**Given information**:

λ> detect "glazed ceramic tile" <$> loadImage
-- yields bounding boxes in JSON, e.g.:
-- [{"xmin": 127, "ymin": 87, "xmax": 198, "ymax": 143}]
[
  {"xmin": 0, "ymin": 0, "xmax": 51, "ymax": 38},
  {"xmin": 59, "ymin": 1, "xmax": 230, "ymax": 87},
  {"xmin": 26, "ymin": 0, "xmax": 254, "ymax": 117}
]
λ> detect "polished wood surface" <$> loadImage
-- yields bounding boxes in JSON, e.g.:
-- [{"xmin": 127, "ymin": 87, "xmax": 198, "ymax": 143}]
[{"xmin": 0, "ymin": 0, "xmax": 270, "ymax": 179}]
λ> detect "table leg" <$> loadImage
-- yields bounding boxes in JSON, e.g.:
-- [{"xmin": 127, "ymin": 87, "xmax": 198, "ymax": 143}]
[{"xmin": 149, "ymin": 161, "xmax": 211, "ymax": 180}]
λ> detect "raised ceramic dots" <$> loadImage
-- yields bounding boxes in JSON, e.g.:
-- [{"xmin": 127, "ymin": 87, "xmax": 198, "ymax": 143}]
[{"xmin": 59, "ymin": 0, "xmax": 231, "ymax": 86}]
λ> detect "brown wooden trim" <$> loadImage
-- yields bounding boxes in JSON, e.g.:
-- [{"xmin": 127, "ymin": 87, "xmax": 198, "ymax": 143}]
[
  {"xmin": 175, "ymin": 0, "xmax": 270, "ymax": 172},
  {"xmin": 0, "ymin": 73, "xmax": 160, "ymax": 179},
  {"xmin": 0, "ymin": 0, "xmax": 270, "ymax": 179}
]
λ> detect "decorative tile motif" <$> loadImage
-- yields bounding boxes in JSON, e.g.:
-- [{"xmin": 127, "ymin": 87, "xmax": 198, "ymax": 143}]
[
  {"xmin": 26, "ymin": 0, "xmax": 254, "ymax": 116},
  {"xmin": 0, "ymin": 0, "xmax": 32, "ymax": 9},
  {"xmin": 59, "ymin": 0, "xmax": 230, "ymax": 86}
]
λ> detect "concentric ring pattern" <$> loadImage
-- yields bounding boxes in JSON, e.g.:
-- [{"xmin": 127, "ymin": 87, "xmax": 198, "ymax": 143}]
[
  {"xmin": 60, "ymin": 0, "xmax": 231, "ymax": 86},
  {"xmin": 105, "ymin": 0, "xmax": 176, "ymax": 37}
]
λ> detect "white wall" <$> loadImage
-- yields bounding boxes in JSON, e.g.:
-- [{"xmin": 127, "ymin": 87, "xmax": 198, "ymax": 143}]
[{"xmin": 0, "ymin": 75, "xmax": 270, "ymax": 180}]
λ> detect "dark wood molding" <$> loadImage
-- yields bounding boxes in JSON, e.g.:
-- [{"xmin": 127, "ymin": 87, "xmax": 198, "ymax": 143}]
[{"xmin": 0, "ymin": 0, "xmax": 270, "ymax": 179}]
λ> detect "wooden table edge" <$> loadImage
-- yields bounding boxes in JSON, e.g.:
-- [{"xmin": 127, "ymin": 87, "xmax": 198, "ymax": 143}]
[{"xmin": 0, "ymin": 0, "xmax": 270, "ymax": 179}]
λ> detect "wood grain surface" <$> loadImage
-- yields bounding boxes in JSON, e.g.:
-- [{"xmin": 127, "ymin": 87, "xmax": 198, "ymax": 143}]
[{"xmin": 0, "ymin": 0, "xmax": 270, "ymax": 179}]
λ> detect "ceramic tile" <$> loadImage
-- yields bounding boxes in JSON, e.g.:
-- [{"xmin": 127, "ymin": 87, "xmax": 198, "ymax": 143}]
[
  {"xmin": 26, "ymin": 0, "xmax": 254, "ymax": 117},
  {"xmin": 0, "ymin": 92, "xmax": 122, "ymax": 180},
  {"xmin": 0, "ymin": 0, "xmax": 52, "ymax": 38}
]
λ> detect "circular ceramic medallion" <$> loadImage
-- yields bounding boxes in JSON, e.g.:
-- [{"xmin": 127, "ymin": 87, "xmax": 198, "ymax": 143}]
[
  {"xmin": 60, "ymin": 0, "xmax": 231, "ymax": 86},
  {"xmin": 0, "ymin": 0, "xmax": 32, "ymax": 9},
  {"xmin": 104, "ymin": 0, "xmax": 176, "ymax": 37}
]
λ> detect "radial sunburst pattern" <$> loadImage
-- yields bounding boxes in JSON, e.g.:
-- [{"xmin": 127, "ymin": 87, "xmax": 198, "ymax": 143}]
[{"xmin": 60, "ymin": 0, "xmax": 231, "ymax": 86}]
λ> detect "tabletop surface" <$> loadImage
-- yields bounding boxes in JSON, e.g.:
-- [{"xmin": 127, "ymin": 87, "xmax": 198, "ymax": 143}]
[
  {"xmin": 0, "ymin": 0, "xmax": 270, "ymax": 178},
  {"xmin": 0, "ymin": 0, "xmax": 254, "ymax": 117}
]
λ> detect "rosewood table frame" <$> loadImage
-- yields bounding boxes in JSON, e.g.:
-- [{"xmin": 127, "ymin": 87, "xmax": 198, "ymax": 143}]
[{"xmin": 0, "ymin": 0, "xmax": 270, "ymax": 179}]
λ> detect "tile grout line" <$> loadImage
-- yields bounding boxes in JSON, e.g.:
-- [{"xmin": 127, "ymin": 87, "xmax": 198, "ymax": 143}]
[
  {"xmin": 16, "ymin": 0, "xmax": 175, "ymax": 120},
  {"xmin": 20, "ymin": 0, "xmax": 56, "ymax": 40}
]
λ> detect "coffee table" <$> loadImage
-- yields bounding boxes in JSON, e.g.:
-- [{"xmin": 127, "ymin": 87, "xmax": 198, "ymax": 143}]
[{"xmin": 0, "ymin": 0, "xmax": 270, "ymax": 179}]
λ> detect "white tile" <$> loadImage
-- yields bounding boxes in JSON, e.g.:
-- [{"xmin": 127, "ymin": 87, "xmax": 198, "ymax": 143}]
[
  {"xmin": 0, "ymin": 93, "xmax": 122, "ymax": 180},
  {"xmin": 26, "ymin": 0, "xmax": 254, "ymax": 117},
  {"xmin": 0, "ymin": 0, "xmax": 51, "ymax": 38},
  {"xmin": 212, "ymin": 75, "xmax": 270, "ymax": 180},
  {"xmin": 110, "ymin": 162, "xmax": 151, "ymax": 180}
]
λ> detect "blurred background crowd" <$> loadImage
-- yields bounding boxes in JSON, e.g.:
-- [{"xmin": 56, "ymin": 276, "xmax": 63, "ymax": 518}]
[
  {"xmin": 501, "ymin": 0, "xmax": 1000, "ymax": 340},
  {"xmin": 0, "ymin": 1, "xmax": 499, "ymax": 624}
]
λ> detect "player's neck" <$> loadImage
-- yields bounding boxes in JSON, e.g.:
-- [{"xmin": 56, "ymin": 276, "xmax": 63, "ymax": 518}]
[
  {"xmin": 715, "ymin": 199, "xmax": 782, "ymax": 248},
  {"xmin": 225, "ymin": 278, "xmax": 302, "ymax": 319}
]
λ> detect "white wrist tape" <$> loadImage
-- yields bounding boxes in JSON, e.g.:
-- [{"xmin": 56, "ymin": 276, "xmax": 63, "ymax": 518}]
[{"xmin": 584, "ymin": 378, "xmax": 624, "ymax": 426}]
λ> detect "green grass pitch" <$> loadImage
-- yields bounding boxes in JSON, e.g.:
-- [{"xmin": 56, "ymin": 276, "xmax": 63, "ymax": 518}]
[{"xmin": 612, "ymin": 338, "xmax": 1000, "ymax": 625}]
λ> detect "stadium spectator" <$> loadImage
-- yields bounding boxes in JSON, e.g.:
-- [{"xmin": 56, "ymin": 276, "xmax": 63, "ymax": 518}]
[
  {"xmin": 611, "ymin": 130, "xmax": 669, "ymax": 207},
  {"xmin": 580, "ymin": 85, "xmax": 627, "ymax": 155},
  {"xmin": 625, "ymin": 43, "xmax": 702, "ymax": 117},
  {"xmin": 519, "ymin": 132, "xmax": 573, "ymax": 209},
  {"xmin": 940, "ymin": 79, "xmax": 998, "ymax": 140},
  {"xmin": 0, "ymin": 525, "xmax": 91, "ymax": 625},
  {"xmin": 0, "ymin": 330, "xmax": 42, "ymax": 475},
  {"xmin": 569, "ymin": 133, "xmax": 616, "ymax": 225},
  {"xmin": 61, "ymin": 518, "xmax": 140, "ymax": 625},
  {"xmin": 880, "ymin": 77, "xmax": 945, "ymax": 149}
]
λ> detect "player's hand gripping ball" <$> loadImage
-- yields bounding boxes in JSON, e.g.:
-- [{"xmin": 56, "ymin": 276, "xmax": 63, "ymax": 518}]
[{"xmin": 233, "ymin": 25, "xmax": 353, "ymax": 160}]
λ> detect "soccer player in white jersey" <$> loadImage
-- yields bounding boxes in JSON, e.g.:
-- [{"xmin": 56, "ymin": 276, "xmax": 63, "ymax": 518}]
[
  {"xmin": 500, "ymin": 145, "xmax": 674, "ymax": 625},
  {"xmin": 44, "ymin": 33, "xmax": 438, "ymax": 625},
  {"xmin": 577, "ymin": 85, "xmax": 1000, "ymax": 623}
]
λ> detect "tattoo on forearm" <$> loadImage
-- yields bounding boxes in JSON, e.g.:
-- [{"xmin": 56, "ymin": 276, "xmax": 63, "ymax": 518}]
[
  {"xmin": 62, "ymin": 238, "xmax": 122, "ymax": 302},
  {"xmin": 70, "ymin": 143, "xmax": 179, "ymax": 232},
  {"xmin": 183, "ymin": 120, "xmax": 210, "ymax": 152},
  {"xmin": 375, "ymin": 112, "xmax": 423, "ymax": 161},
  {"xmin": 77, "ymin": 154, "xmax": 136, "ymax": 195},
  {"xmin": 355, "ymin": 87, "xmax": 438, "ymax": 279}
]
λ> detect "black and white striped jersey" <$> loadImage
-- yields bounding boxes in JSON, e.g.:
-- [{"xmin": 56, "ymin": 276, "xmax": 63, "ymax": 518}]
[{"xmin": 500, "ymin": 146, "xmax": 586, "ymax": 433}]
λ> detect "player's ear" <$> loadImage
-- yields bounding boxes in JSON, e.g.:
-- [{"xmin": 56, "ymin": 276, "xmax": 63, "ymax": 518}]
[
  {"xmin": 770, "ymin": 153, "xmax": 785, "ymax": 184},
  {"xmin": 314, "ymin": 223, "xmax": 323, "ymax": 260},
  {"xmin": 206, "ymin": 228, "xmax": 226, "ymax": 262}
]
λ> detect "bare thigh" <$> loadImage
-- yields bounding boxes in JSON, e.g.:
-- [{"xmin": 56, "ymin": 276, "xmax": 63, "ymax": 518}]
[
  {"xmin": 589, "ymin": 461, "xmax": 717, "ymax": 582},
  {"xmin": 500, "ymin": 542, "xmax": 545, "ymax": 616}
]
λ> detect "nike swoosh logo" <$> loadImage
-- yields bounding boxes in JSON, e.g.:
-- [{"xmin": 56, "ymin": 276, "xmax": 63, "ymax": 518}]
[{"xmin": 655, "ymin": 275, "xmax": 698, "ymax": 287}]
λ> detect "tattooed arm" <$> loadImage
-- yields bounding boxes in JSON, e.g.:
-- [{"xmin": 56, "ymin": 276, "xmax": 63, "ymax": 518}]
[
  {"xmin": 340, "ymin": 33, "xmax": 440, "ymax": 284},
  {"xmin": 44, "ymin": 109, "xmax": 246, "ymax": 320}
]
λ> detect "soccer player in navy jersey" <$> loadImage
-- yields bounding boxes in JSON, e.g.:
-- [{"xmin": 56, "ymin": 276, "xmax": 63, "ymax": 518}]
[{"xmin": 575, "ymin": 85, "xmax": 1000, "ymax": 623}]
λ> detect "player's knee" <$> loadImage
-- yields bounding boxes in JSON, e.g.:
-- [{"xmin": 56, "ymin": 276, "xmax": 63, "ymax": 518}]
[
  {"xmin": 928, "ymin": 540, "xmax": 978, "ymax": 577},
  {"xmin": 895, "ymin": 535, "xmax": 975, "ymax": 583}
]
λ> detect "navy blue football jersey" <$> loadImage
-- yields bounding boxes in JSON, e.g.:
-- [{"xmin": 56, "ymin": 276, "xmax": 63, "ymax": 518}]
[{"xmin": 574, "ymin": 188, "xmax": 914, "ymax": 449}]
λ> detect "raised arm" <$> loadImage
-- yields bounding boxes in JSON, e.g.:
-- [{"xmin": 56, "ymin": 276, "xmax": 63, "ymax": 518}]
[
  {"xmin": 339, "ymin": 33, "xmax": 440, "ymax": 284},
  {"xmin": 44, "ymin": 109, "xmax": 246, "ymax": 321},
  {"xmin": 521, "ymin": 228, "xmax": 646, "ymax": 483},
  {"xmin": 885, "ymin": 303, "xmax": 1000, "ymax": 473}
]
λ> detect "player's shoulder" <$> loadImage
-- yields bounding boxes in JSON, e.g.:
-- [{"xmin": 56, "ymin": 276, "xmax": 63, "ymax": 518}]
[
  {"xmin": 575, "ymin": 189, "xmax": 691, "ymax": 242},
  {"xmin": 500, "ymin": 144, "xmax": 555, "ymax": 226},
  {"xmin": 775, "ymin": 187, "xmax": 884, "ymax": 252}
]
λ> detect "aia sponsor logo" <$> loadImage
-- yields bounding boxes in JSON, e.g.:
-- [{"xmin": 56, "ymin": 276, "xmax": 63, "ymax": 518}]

**Goal of the exercise**: Only the number is required: state how many lines of the entries hold the word "pattern".

**Solution to this exercise**: 2